What to produce: Reproduce the following lines verbatim.

__________________________________________________

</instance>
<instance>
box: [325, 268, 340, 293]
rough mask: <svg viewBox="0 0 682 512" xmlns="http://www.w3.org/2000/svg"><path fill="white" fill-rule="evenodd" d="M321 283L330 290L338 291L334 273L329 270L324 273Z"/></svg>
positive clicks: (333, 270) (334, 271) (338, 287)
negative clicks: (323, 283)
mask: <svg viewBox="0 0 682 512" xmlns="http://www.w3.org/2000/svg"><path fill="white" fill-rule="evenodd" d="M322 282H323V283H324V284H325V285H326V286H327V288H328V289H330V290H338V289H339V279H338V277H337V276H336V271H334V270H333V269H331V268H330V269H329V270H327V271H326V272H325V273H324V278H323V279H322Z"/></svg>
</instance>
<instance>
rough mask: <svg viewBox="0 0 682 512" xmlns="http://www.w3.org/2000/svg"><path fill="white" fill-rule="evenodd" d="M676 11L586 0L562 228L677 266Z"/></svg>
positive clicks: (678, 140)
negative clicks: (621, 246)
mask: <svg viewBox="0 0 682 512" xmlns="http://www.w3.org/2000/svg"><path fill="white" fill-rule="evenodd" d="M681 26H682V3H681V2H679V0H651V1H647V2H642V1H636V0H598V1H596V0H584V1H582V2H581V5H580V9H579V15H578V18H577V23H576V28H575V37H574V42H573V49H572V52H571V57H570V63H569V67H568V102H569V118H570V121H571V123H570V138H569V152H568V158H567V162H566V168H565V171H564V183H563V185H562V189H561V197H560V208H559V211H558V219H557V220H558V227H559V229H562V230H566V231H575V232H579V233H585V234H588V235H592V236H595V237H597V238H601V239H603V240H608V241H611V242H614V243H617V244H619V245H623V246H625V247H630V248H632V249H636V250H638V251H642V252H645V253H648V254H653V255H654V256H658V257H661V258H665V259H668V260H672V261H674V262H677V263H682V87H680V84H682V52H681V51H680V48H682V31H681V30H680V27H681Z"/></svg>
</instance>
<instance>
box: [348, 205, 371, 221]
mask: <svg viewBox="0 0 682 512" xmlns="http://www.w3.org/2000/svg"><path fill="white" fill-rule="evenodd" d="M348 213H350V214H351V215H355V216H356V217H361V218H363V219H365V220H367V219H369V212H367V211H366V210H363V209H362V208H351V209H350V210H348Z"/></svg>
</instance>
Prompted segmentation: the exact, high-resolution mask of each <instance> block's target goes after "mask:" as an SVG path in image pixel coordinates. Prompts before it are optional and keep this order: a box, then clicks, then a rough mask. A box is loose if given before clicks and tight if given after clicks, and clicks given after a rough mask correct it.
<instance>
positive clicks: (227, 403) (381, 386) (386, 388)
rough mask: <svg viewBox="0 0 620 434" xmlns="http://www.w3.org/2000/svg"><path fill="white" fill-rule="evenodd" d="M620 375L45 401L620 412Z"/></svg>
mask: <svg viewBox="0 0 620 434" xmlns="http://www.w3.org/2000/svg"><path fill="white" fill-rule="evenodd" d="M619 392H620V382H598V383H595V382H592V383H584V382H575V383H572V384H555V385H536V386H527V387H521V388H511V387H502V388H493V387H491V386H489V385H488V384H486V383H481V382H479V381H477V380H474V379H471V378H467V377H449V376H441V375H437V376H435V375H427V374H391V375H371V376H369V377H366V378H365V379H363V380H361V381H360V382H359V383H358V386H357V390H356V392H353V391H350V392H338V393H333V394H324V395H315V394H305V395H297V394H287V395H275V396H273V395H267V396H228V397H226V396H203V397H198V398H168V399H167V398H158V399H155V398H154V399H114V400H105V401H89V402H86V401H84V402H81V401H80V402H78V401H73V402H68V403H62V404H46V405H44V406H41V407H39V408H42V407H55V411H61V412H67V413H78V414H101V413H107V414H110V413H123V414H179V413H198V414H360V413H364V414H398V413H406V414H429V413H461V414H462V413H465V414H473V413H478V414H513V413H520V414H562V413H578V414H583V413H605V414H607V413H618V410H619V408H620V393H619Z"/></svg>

__________________________________________________

Result of the task:
</instance>
<instance>
box: [325, 268, 340, 293]
rough mask: <svg viewBox="0 0 682 512" xmlns="http://www.w3.org/2000/svg"><path fill="white" fill-rule="evenodd" d="M321 283L330 290L338 291L334 273L329 270L324 273Z"/></svg>
positive clicks: (333, 270) (334, 271) (338, 287)
negative clicks: (323, 283)
mask: <svg viewBox="0 0 682 512" xmlns="http://www.w3.org/2000/svg"><path fill="white" fill-rule="evenodd" d="M322 282H323V283H324V284H325V285H326V286H327V288H328V289H330V290H338V289H339V279H338V277H337V276H336V271H334V270H333V269H331V268H330V269H329V270H327V271H326V272H325V273H324V278H323V279H322Z"/></svg>
</instance>
<instance>
rough mask: <svg viewBox="0 0 682 512" xmlns="http://www.w3.org/2000/svg"><path fill="white" fill-rule="evenodd" d="M676 11L586 0L562 228L677 266Z"/></svg>
positive clicks: (678, 140)
negative clicks: (621, 246)
mask: <svg viewBox="0 0 682 512" xmlns="http://www.w3.org/2000/svg"><path fill="white" fill-rule="evenodd" d="M681 26H682V3H681V2H679V0H651V1H647V2H642V1H636V0H598V1H596V0H584V1H582V2H581V5H580V9H579V15H578V18H577V23H576V28H575V37H574V42H573V49H572V52H571V57H570V63H569V67H568V102H569V118H570V121H571V123H570V138H569V152H568V158H567V162H566V168H565V171H564V183H563V185H562V189H561V197H560V208H559V211H558V219H557V220H558V227H559V229H562V230H566V231H575V232H579V233H585V234H588V235H592V236H595V237H597V238H601V239H603V240H608V241H611V242H614V243H617V244H619V245H623V246H625V247H630V248H632V249H636V250H638V251H642V252H645V253H648V254H653V255H654V256H658V257H661V258H665V259H668V260H672V261H674V262H677V263H682V87H680V84H682V52H681V51H680V48H682V31H681V30H680V27H681Z"/></svg>
</instance>
<instance>
box: [348, 205, 371, 221]
mask: <svg viewBox="0 0 682 512" xmlns="http://www.w3.org/2000/svg"><path fill="white" fill-rule="evenodd" d="M348 213H350V214H351V215H355V216H356V217H361V218H363V219H365V220H367V219H369V212H367V211H366V210H363V209H362V208H351V209H350V210H348Z"/></svg>
</instance>
Prompted segmentation: the exact, high-resolution mask of each <instance> block's target goes after "mask:" as an SVG path in image pixel coordinates. Prompts before it are optional and keep this order: a box, then clicks, then a rough mask. A box is loose if given before clicks and tight if given after clicks, and clicks given after a rough mask correct it.
<instance>
positive clicks: (227, 403) (381, 386) (386, 388)
rough mask: <svg viewBox="0 0 620 434" xmlns="http://www.w3.org/2000/svg"><path fill="white" fill-rule="evenodd" d="M620 375L45 401L620 412Z"/></svg>
mask: <svg viewBox="0 0 620 434" xmlns="http://www.w3.org/2000/svg"><path fill="white" fill-rule="evenodd" d="M619 392H620V382H598V383H595V382H592V383H584V382H575V383H572V384H555V385H536V386H527V387H521V388H511V387H502V388H493V387H491V386H489V385H488V384H486V383H481V382H479V381H477V380H474V379H471V378H467V377H449V376H441V375H437V376H435V375H427V374H391V375H371V376H369V377H366V378H365V379H363V380H361V381H360V382H359V383H358V386H357V390H356V392H353V391H350V392H338V393H333V394H324V395H315V394H305V395H297V394H287V395H275V396H273V395H267V396H228V397H226V396H203V397H198V398H168V399H167V398H158V399H155V398H154V399H114V400H105V401H89V402H86V401H84V402H81V401H80V402H78V401H73V402H68V403H62V404H46V405H44V406H41V407H39V408H42V407H55V411H61V412H67V413H78V414H101V413H107V414H110V413H123V414H179V413H198V414H360V413H364V414H398V413H406V414H429V413H461V414H462V413H465V414H473V413H478V414H513V413H520V414H562V413H578V414H583V413H605V414H607V413H618V410H619V408H620V393H619Z"/></svg>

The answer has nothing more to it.